#### 作業内容:
以下のAPUに関する引用文で、動画に関わる作業として挙げられているものを、文中の語のまますべて列挙してください。

#### 引用文:
===============

人は記録をしながらじゃないと生きていけない

わたしがAPUをおすすめするワケ

2012-10-08 22:37:44 | AMDブログ
A10-5800Kについて何かブログに書けと言われたら、定番ベンチマークの数字をはかったりゲームが指標として出しているベンチマークで計測したり、というところを中心に書くのが普通だと思います。わたしがそれをやらなかったのは、そっちの方面はもともとやらない方だからです。動画屋としては動画のことだけで攻めてみるのが正当でしょ、ってことでAMD主催APU勉強会でいただいたA10-5800KとTrinityに関しまして好き勝手なこと書いてきましたが、如何でありましょうか。なお、再生やエンコードだけでなく、もう一つ肝心の録画の方ですが、約5日間、1日の2/3はPT3経由で録画しっぱなしという少々過酷な条件に見事耐え、天候のせいで起こったドロップなどを除けばちゃんと映像をHDDに保存してくれました。商業サイトによればA10-5800KはTDP100Wにも関わらずアイドル時には他の低電圧CPUに負けないほど消費電力が低くなるようですので、ほとんどアイドル状態である録画用としても十分使えるものです。ただ、なぜかこのPCでアクセスするとブラウザやファイヤーウォールの設定にかかわらずgooブログ系へのアクセスが遅くなるのが欠点と言えば欠点なのですが、理由は謎なので。

===============

#### 提供情報:

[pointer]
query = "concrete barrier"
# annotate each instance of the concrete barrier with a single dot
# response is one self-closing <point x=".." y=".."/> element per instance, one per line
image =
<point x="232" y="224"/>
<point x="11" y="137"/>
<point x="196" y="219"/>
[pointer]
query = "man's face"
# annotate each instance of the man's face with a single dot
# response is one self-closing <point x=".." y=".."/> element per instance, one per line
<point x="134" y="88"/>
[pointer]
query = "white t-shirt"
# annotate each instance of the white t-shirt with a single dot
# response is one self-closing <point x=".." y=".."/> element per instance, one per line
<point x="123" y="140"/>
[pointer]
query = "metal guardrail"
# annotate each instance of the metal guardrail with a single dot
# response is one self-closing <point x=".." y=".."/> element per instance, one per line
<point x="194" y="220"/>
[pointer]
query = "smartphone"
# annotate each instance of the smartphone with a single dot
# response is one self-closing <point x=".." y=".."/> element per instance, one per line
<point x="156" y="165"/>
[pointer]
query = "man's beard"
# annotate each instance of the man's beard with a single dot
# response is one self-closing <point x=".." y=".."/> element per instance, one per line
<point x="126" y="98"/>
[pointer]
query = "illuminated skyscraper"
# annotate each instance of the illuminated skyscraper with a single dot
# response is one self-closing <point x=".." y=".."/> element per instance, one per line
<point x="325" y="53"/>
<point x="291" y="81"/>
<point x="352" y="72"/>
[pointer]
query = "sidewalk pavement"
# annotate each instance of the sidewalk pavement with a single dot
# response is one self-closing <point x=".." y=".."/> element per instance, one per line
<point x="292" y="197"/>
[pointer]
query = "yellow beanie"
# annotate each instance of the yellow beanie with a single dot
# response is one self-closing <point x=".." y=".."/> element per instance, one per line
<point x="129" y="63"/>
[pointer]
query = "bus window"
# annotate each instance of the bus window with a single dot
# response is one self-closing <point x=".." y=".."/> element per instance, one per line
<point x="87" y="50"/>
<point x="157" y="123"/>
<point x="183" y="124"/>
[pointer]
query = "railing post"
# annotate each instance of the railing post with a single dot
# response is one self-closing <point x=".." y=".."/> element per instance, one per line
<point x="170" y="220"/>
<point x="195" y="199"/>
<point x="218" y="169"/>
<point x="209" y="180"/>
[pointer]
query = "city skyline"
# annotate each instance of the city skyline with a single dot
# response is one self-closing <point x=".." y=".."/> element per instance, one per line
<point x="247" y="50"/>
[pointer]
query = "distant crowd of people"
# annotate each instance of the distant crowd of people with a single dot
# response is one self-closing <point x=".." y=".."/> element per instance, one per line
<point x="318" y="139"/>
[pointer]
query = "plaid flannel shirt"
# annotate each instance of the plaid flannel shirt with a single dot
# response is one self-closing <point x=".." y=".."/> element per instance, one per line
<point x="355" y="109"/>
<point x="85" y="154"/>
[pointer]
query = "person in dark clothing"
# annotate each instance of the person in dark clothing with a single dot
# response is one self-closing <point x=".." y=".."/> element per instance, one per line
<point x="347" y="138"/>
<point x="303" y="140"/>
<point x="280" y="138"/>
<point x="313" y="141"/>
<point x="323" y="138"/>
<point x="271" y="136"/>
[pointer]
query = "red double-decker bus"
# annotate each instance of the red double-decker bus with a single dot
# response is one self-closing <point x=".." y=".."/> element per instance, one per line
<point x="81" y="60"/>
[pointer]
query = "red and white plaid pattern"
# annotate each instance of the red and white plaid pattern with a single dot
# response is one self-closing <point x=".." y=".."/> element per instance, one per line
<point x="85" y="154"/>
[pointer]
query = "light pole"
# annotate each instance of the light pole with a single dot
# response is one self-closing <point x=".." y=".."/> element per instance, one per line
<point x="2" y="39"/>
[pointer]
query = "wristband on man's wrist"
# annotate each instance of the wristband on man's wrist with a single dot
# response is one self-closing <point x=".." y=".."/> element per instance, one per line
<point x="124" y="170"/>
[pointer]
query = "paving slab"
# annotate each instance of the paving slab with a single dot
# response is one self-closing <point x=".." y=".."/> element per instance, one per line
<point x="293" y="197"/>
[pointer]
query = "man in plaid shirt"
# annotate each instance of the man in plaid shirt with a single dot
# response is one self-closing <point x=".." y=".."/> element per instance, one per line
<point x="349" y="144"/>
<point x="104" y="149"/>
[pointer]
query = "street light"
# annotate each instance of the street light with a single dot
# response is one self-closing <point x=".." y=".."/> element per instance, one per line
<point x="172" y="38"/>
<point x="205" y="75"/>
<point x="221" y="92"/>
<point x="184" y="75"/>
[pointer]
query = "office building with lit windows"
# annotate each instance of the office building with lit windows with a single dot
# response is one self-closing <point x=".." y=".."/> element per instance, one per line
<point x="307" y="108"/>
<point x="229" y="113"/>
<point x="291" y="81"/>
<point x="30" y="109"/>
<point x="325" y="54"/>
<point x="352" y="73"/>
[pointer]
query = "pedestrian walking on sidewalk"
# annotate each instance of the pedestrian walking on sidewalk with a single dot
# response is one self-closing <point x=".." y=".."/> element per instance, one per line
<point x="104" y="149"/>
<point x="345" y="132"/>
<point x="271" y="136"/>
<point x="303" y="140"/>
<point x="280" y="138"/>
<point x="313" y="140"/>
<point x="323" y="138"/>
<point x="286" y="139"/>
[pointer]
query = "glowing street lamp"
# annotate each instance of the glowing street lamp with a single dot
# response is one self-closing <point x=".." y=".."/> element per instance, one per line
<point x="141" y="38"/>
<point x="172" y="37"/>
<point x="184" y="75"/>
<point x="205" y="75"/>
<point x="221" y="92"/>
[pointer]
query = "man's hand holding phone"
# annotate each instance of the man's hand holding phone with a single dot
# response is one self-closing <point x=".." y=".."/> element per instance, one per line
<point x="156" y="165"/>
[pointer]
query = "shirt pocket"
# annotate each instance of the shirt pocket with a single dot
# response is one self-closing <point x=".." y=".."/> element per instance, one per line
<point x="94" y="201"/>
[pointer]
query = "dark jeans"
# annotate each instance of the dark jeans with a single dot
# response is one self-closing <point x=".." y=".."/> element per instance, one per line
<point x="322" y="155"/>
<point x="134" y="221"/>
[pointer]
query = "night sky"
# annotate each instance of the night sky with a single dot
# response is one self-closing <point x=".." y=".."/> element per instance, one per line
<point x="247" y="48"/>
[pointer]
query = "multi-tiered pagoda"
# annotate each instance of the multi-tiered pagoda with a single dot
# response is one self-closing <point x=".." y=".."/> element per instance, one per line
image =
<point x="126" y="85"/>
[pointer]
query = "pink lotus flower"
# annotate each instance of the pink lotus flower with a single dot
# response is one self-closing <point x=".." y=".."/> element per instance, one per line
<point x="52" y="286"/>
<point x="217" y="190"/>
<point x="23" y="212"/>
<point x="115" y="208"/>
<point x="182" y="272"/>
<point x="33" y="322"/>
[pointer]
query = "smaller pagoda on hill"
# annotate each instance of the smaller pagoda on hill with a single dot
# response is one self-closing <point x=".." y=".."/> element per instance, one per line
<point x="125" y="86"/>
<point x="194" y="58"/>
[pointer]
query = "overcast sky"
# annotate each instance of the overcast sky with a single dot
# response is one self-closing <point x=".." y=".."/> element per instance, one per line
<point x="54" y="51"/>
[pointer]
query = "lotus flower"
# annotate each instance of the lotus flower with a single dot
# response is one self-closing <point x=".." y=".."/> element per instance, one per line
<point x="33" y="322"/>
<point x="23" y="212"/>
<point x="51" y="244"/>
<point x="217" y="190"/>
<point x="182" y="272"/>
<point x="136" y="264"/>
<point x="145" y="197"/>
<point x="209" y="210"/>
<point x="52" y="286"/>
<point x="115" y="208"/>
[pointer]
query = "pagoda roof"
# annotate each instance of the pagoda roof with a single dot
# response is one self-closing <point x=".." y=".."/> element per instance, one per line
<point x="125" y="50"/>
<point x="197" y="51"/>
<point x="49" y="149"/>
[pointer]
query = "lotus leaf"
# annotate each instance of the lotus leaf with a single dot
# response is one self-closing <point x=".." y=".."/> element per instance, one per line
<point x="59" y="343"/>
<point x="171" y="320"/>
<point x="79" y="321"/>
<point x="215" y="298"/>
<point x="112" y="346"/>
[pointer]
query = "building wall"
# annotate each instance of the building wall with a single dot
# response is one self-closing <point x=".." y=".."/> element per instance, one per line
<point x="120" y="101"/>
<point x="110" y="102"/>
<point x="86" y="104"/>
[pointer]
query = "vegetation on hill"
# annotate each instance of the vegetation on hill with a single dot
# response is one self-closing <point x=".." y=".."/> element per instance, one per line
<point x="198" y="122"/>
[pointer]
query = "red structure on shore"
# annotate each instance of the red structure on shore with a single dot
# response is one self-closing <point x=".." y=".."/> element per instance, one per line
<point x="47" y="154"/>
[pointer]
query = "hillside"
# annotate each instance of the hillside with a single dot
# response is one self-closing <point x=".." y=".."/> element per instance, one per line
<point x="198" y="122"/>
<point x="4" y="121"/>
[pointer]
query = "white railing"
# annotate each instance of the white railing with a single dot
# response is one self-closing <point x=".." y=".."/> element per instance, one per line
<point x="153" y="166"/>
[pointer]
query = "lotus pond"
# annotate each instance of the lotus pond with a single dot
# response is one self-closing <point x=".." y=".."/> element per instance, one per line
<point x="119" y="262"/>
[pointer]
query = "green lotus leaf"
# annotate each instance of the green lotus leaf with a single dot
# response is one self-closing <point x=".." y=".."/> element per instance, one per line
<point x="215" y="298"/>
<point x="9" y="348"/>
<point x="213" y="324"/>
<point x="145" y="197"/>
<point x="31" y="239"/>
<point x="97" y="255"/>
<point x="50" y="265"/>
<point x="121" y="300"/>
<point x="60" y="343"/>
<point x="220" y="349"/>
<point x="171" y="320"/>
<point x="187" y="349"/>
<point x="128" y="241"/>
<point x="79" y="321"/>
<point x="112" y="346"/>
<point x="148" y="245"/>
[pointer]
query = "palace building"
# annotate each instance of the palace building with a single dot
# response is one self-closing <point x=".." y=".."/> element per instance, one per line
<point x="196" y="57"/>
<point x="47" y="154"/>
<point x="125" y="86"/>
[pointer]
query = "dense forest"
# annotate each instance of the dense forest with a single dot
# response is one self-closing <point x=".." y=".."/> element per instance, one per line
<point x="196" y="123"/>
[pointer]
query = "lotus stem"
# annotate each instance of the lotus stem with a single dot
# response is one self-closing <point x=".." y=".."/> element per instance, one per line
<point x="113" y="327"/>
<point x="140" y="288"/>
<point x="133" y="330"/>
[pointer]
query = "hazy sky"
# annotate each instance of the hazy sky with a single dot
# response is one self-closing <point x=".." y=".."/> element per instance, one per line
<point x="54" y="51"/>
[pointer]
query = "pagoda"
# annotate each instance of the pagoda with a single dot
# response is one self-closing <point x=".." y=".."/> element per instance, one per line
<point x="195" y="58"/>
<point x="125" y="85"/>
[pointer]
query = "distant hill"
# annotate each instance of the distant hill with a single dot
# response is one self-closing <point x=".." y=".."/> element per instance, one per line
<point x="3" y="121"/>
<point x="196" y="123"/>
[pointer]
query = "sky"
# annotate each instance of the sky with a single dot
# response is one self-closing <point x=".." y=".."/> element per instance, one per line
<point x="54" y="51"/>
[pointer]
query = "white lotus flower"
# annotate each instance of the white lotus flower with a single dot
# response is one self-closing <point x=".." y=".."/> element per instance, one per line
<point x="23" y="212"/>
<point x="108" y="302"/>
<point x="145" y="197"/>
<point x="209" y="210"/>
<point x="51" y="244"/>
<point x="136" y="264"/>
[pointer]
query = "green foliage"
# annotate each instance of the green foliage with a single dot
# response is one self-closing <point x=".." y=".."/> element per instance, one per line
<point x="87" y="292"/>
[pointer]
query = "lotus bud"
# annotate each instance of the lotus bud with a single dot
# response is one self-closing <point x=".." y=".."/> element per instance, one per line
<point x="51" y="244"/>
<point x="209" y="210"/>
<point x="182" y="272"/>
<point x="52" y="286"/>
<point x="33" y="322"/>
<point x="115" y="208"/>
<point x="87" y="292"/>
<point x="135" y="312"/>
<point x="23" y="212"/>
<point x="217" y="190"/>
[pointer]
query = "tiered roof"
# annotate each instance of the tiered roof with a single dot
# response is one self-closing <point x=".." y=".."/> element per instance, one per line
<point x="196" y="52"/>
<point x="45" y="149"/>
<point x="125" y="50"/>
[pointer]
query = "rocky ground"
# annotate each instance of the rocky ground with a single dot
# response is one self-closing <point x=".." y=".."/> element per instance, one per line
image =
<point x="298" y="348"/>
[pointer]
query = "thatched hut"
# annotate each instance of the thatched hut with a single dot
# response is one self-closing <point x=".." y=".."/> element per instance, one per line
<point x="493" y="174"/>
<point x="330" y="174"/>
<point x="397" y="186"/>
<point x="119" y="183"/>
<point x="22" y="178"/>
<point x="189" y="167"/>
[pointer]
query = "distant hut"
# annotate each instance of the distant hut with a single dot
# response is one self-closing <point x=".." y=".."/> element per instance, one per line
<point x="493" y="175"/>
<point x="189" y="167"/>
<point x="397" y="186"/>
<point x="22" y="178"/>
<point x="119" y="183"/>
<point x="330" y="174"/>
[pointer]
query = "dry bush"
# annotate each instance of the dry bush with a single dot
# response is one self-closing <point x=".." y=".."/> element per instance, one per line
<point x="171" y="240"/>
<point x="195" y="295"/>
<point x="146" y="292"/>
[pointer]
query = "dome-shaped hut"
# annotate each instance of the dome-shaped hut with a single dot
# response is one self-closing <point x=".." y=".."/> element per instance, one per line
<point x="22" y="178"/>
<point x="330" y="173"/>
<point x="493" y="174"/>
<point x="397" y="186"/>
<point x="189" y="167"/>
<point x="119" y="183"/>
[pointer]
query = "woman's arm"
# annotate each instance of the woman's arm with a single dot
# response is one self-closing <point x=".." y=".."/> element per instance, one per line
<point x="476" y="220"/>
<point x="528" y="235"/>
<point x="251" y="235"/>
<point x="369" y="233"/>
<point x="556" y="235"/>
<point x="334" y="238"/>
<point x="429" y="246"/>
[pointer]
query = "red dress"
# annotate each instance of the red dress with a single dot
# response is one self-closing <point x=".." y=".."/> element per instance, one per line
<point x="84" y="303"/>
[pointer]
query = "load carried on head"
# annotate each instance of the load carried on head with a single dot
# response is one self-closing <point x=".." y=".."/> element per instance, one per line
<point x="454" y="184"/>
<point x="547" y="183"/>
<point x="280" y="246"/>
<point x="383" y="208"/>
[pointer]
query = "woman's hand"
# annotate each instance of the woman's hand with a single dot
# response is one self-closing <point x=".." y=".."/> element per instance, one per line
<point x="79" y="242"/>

===============

#### 回答:
再生、エンコード、録画